Available records:
>> START

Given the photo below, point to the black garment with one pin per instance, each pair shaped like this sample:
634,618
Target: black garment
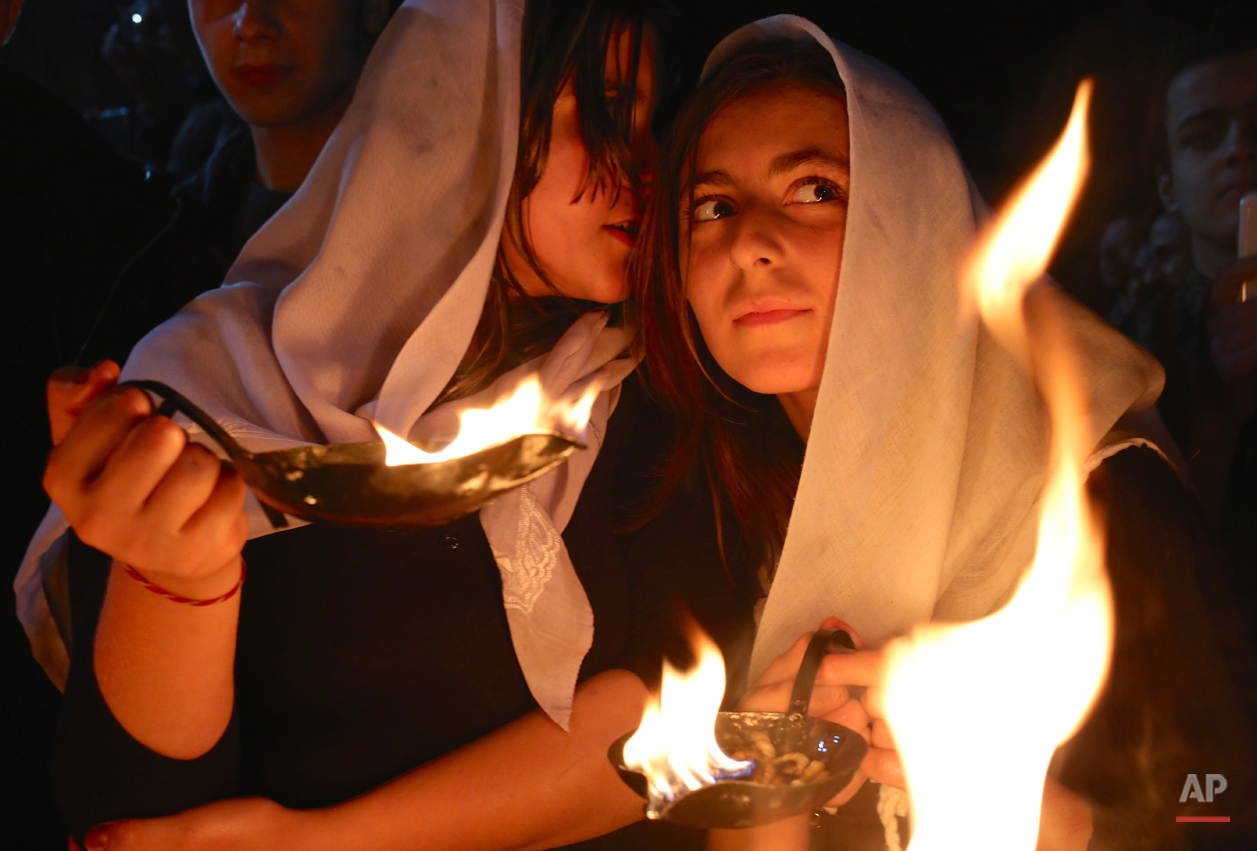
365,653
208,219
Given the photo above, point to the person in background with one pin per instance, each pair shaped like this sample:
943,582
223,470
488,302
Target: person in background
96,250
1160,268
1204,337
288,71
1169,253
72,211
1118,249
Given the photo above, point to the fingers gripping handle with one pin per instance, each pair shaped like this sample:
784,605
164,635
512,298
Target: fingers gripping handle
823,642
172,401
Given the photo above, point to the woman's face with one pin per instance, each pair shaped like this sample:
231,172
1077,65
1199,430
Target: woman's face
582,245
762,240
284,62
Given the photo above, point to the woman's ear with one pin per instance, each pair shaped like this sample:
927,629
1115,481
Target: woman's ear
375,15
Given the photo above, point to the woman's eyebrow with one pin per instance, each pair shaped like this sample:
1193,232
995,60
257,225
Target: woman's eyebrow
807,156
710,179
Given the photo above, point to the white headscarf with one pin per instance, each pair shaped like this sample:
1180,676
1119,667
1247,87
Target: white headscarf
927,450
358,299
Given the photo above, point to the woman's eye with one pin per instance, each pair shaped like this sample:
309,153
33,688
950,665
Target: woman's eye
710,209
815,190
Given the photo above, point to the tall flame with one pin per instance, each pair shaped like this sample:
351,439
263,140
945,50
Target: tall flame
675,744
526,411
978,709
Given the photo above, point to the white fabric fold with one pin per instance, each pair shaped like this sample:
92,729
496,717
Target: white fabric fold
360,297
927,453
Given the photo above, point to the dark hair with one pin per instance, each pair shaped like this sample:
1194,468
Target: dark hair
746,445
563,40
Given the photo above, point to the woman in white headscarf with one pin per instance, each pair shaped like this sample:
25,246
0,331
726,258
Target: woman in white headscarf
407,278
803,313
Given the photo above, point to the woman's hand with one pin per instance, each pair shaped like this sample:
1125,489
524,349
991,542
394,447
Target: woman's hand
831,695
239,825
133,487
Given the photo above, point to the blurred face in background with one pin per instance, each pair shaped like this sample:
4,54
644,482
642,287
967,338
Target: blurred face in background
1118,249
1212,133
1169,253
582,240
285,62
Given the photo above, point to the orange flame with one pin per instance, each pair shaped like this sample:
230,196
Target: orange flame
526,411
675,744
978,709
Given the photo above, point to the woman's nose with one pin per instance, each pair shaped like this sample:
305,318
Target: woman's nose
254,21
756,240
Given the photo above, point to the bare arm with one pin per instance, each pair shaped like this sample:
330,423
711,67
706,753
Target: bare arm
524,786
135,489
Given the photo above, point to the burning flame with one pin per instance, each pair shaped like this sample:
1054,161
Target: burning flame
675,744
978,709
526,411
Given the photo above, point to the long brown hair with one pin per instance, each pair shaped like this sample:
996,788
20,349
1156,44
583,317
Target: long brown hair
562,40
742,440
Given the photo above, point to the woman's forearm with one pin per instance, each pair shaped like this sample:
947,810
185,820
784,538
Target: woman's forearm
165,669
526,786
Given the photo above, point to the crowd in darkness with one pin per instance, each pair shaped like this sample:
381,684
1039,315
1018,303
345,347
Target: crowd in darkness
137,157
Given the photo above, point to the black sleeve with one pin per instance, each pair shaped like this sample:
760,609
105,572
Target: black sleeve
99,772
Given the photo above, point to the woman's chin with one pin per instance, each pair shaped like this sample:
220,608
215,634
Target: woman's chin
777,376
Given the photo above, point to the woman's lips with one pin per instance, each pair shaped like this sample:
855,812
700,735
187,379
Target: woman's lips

>> END

Exercise brief:
Reproduce all of the records above with every occurrence of "photo" renamed to "image" and nothing else altered, leaving the pictures out of your answer.

The solution:
Given the image below, point to the black garment with one pin per instance, each pair shaped like this sample:
634,618
Target: black garment
365,653
208,219
Given the image above, point to the person in background with one pin per instance, each pair shaped like this sample:
943,582
223,470
488,302
Target: person in background
96,250
1160,268
1204,337
288,71
1169,253
72,211
1118,249
Given the image above, point to the fingers gripping handle with one pin per instance, each pair shaped like this sample:
784,605
164,635
512,298
Target: fingers gripping handle
823,642
172,401
Given the image above, point to the woman's face with one pin per instance, each pair shaped like this sample:
231,172
1077,65
1199,430
Target: woman's face
582,245
762,240
284,62
Given the image above, point to the woman's ear with one pin per instance, each pair shaped like this sample:
927,629
1115,481
Target: woman's ear
375,15
Given the image above, point to the woman's eyebrow with one pin per instance, each pair shaped like this sample:
1193,232
995,60
257,225
Target: woman's eyebrow
807,156
710,179
Given the image above, point to the white headscarf with one pin per instance, each pair shaped like this sample:
1180,676
1119,667
1247,87
Target: white headscarf
927,450
358,299
Given the image above, point to the woman's eye with one pin per instance, each pair shaped like this sample:
309,153
33,688
950,665
Target: woman's eye
710,209
815,190
Given the image above, point to the tall flame with one pin per instance, each pair shaped like this sample:
351,439
263,140
945,50
Target: tall flame
675,744
526,411
978,709
Given the image above, point to the white fabric fold with one pin per instance, each pair shaped like this sample:
92,729
496,717
Target: white fabric fold
360,297
927,453
Given the image above, point to the dark hair with one pin per instance, each pair shaped like this sample:
1194,468
Target: dark hair
746,445
563,40
Given the image above, point to the woman in white headscarf with one pin per instance, each pair shaped like this sample:
25,246
0,331
726,258
Target: woman in white headscarf
407,278
803,313
Given the image above, point to the woman's hand with one pin per instance, each pair shaped like this sample:
1125,489
524,349
991,542
394,447
Target: woman's hand
831,695
239,825
133,487
Given the image above, point to the blurred face in background with one pin per instance, each pair shaped like this sample:
4,54
644,482
642,287
967,338
Target: blurred face in background
1118,249
1212,133
1169,253
582,240
285,62
Given the image above, point to the orange flame with one pin per instance, each pair shaped like this sample:
230,196
Target: orange flame
526,411
675,744
978,709
Given the image above, point to the woman's nose with one pin per instance, each pair shaped like this sample:
305,318
Target: woman's nose
254,21
756,240
Given the image above, point to the bare arm with one pin per instance, each pair shaped like this sample:
330,423
711,67
706,753
Target: bare arm
524,786
135,489
Given the image above, point to the burning flame with one pin per instance, each pair shaped like this sample:
1054,161
Target: burning flame
675,744
978,709
526,411
Given the image above, point to the long brown hair with one pin per instance, each pair shaped like this sample:
996,788
20,349
1156,44
583,317
Target: long brown hair
562,40
742,440
Given the image above, point to the woman's forearm with one pin per instance, each pair shaped like this sample:
947,810
185,820
784,538
Target: woman's forearm
165,669
526,786
Given the image above, point to the crowd in darkness with one pin per instance, each pair shaped like this sample:
381,684
1039,315
1018,303
345,347
Target: crowd in darkness
137,157
Given the image above, point to the black sleeve with one pin per instance, each pair shaped like this sample:
760,609
105,572
Target: black sleeve
99,772
Given the image above, point to the woman's chin with one pin per instance, each pair shaped like this sample:
220,608
215,634
Target: woman's chin
777,376
Given the image above, point to the woman's lips with one pin per instance, each pair shaped like this sample:
855,812
700,735
187,379
Target: woman's lips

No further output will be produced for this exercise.